▸ EXTRACT TO READ

----

Good work, Mike, John, Nat!

I see that the introspection and revocation endpoints are included now
(they've been missing in OpenID discovery).

Regarding client authentication, would it make sense to let
token_endpoint_auth_methods_supported apply to the introspection and
revocation endpoints as well?

token_endpoint_auth_methods_supported
      OPTIONAL.  JSON array containing a list of client authentication
      methods supported by this token endpoint.  Client authentication
      method values are used in the "token_endpoint_auth_method"
      parameter defined in Section 2 of [RFC7591] 
<http://tools.ietf.org/html/rfc7591#section-2>.  If omitted, the
      default is "client_secret_basic" -- the HTTP Basic Authentication
      Scheme specified in Section 2.3.1
<http://tools.ietf.org/html/draft-jones-oauth-discovery-00#section-2.3.1> of 
OAuth 2.0 [RFC6749 <http://tools.ietf.org/html/rfc6749>].

----

▸ TO-DO LIST
A: In the message about OAuth discovery, what is the default if token_endpoint_auth_methods_supported is omitted?
B: Repeat the passage of the OAuth discovery message starting with "Regarding client authentication, would" and going on through "endpoints as well?".
C: Carry on the message about OAuth discovery endpoints from the point where it stops.

▸ RAW DATA
----

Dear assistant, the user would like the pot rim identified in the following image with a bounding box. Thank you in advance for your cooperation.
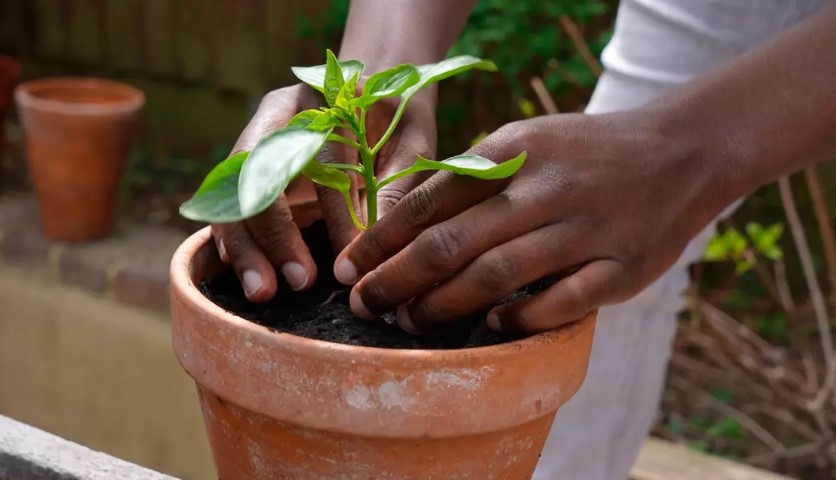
[170,226,595,360]
[14,76,145,115]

----

▸ RESPONSES FOR EACH TASK
A: The default is "client_secret_basic," the HTTP Basic Authentication Scheme specified in Section 2.3.1 of OAuth 2.0.

B:
Regarding client authentication, would it make sense to let
token_endpoint_auth_methods_supported apply to the introspection and
revocation endpoints as well?

C:
Vladimir

On 26.11.2015 01:37, Mike Jones wrote:
> I'm pleased to announce that Nat Sakimura, John Bradley, and I have created 
> an OAuth 2.0 Discovery specification.  This fills a hole in the current OAuth 
> specification set that is necessary to achieve interoperability.  Indeed, the 
> Interoperability section of OAuth 2.0 
> <https://tools.ietf.org/html/rfc6749#section-1.8> states:
>
> In addition, this specification leaves a few required components partially or 
> fully undefined (e.g., client registration, authorization server 
> capabilities, endpoint discovery).  Without these components, clients must be 
> manually and specifically configured against a specific authorization server 
> and resource server in order to interoperate.
>
>
>
> This framework was designed with the clear expectation that future work will 
> define prescriptive profiles and extensions necessary to achieve full 
> web-scale interoperability.
>
> This specification enables discovery of both endpoint locations and 
> authorization server capabilities.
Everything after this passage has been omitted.